[Coordinate annotation entries]
* * *

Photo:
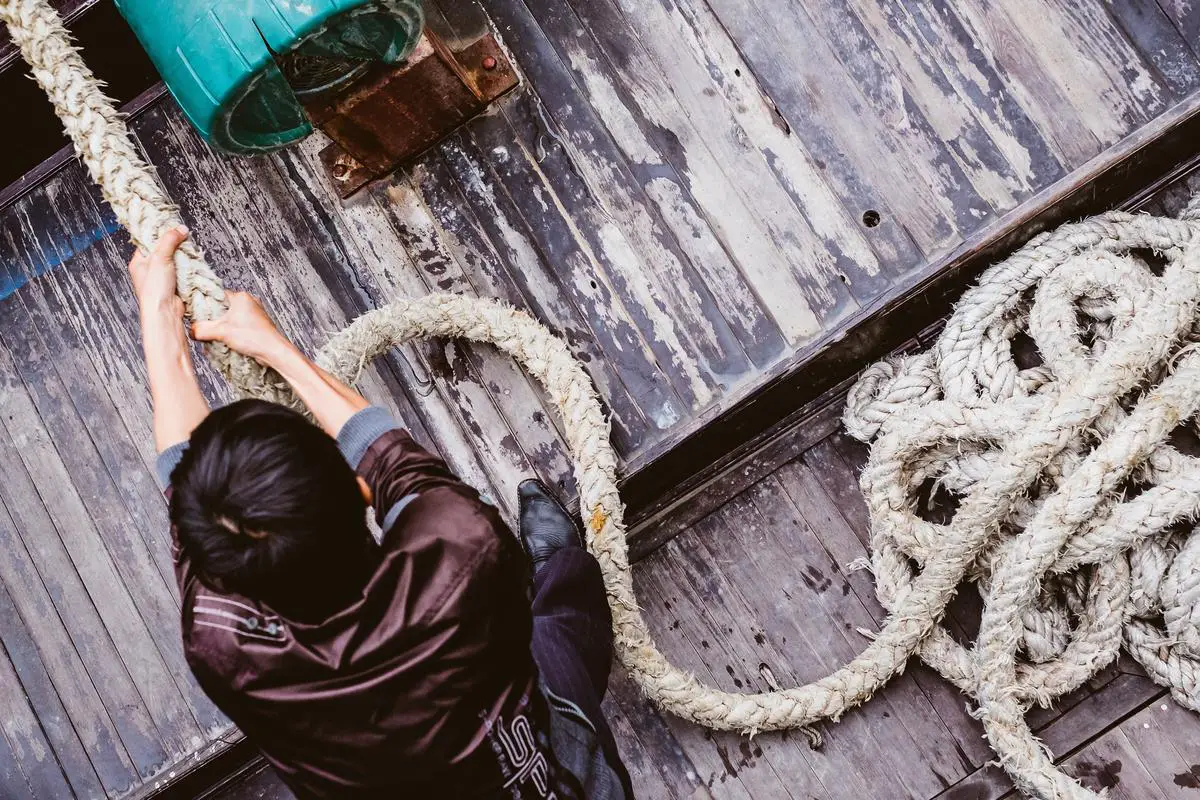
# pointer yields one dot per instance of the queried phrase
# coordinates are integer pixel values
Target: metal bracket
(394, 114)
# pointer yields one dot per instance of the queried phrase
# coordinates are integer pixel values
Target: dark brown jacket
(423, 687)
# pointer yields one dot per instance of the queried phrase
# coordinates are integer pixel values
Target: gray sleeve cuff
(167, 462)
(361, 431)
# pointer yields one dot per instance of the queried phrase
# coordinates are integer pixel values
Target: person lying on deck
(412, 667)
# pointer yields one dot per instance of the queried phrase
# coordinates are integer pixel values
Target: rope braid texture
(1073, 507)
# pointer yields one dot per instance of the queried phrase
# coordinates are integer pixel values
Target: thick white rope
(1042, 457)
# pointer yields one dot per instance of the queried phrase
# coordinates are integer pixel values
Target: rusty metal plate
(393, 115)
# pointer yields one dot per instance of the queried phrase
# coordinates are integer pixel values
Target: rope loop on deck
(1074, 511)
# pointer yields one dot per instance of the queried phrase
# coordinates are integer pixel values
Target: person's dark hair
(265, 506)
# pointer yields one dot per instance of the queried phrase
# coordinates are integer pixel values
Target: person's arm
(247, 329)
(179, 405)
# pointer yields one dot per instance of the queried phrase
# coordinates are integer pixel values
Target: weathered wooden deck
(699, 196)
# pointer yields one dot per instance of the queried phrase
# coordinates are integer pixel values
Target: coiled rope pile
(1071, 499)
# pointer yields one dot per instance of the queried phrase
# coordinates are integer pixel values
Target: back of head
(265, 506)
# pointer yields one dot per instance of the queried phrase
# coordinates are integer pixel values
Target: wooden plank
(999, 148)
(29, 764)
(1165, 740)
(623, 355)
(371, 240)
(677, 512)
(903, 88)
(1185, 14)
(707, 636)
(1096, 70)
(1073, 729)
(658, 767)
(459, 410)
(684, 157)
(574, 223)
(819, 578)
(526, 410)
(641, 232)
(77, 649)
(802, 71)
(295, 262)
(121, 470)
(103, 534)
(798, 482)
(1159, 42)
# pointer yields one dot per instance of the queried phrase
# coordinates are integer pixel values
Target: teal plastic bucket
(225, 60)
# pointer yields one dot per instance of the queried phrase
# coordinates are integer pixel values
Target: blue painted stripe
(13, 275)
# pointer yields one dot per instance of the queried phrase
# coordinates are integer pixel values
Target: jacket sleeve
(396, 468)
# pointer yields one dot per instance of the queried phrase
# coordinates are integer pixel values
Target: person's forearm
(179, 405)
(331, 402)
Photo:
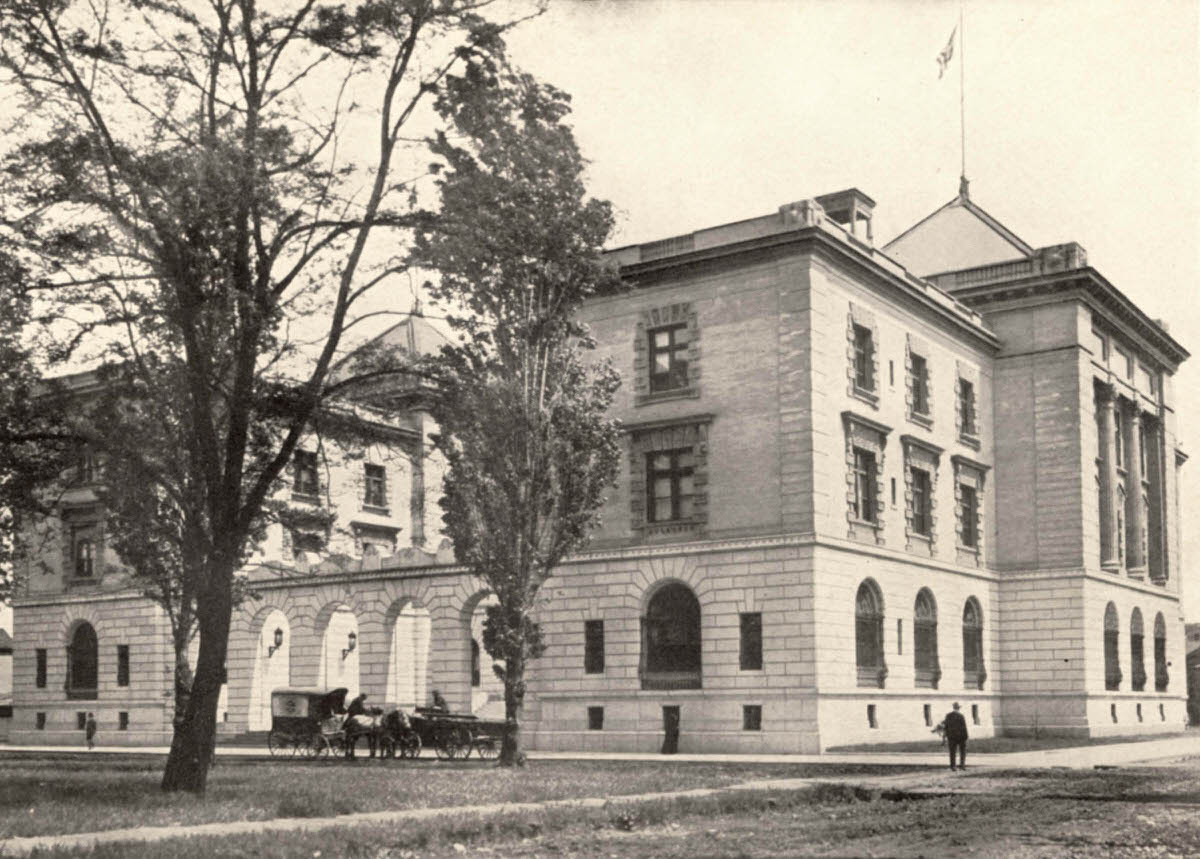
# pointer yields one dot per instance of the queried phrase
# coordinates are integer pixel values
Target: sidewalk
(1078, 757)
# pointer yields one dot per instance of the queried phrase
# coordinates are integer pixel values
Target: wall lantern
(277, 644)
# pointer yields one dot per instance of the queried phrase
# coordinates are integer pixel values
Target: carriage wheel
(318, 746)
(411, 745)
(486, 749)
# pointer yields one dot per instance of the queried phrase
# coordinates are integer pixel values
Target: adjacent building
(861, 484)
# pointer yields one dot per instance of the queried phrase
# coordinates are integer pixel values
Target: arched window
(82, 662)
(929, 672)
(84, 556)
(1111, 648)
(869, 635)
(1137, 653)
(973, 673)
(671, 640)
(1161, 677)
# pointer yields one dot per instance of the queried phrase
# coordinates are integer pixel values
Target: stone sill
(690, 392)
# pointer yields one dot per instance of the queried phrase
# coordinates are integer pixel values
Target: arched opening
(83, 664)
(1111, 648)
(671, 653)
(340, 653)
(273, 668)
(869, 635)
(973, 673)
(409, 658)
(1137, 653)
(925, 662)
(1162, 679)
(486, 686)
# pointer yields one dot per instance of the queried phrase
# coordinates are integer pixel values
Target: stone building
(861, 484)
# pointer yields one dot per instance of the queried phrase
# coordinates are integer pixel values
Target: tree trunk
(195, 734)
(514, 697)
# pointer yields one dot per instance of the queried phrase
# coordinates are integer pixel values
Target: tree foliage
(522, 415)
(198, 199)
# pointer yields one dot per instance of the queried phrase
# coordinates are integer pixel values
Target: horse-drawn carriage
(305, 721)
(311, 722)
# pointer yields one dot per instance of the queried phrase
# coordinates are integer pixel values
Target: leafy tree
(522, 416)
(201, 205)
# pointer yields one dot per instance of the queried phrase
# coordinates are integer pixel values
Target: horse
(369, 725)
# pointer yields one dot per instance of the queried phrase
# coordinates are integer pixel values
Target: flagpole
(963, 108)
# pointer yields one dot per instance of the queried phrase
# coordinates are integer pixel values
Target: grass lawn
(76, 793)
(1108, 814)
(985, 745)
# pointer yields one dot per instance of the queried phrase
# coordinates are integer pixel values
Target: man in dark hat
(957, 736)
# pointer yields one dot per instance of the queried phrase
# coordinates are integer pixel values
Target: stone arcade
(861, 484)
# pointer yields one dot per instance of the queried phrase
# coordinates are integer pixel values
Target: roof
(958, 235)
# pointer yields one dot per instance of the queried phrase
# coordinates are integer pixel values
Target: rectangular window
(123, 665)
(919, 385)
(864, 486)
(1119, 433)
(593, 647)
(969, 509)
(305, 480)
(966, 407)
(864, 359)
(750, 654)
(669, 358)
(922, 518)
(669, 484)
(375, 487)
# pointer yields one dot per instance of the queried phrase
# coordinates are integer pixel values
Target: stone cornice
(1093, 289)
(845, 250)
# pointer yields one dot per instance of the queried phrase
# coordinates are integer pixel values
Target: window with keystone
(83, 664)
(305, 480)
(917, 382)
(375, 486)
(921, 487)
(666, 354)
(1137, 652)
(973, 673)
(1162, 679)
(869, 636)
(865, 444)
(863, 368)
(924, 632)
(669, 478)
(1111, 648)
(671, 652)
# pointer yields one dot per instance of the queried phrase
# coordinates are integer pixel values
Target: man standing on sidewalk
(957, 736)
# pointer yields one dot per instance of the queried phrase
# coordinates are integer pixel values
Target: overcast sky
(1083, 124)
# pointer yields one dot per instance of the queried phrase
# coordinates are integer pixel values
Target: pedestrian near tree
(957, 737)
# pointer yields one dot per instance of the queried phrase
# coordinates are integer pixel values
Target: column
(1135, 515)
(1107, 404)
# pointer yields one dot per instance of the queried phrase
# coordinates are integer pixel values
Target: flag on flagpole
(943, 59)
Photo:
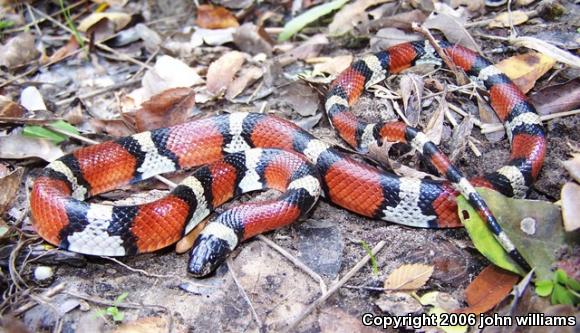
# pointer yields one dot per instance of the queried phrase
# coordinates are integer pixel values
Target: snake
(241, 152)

* * *

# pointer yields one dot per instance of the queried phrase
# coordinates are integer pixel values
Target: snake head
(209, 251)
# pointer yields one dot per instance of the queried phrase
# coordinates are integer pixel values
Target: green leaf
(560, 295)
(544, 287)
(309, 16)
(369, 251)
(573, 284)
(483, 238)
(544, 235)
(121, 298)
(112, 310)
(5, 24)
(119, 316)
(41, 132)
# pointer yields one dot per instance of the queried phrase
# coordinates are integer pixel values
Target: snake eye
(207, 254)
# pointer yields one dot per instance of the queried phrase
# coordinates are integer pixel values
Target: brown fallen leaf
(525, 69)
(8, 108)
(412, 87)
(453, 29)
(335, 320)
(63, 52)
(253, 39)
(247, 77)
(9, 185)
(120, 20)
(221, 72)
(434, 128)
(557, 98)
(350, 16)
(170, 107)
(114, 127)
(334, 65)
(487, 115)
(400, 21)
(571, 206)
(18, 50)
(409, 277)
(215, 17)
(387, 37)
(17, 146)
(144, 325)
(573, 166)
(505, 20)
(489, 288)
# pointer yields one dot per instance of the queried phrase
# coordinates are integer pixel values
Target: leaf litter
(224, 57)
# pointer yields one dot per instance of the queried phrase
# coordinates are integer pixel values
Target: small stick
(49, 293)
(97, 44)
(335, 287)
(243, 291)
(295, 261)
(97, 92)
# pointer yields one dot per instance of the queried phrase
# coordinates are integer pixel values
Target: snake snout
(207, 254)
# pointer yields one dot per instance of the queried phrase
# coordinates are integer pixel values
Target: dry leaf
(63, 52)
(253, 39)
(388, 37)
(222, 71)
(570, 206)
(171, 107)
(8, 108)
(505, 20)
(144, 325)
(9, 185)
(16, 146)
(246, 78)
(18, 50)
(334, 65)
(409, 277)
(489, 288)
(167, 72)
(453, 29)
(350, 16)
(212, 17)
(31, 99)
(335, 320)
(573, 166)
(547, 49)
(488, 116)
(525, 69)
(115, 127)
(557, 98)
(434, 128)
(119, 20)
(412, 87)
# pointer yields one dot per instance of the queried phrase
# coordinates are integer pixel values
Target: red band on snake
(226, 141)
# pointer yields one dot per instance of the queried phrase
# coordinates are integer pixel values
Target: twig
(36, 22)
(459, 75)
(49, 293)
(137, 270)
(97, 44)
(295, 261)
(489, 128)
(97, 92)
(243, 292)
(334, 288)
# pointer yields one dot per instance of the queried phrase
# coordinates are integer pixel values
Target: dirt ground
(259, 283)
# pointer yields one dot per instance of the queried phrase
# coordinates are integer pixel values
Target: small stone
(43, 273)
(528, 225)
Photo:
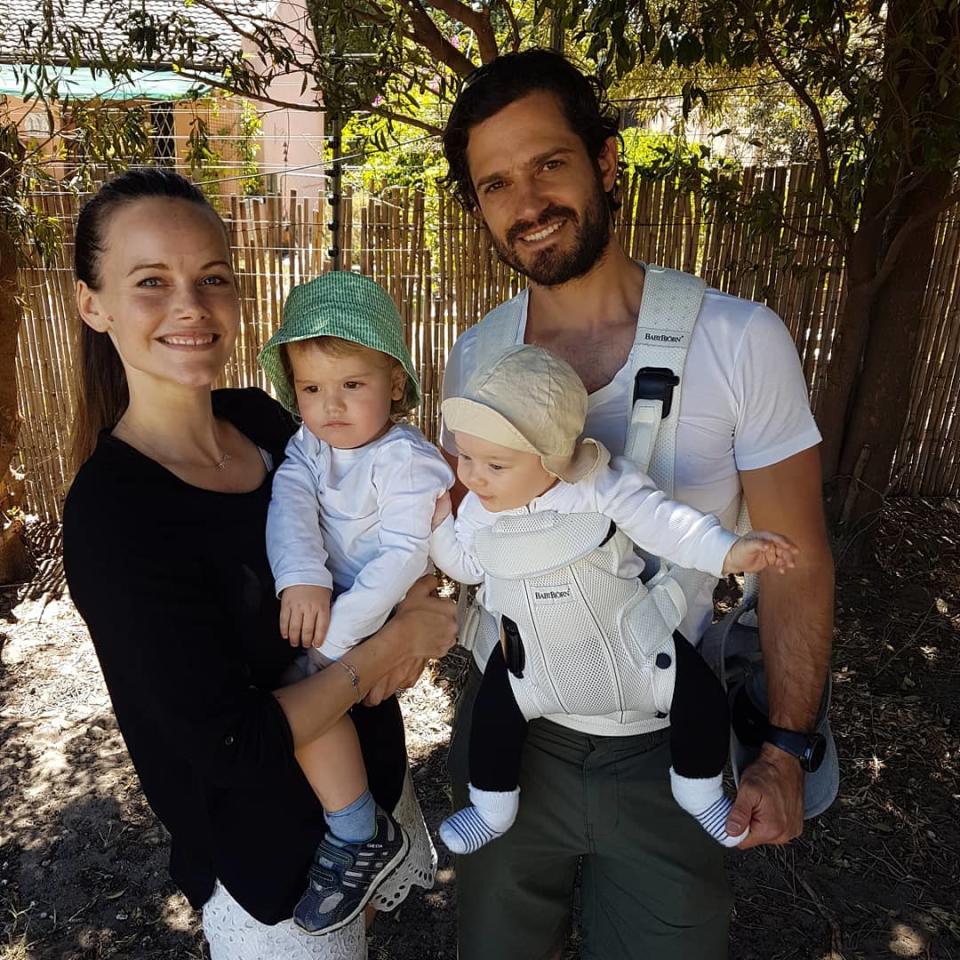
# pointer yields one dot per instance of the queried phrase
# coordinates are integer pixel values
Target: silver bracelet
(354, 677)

* * *

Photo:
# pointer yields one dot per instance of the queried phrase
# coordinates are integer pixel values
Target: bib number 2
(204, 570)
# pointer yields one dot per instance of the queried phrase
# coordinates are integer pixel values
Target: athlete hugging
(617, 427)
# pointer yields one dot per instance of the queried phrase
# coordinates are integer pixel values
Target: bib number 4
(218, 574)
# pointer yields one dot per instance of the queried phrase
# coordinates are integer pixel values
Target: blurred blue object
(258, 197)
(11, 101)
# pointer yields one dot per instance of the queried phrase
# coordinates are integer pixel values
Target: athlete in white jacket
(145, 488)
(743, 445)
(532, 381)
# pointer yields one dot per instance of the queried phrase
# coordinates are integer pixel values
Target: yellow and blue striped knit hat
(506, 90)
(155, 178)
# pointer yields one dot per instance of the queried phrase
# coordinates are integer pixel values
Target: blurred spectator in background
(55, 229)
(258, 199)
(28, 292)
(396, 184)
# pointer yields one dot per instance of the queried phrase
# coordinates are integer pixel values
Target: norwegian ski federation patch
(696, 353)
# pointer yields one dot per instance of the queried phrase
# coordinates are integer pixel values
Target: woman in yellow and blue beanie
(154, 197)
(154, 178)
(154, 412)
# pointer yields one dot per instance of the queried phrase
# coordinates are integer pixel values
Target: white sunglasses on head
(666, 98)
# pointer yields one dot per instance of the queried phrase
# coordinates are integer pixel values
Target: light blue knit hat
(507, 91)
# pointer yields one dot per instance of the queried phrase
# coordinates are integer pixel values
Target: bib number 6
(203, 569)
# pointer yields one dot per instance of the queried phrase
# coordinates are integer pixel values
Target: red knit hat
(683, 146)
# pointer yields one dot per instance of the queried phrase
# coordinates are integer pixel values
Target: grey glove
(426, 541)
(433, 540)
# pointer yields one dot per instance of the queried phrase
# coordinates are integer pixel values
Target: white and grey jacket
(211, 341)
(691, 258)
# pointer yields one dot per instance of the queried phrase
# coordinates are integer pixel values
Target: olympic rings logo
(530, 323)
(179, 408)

* * *

- **Aim of the exercise**
Extract every line in the rows above that contains the string "person". Treat case as significant.

- **Solution**
Target: person lying on deck
Target: person's dark hair
Target: person's arm
Target: person's forearm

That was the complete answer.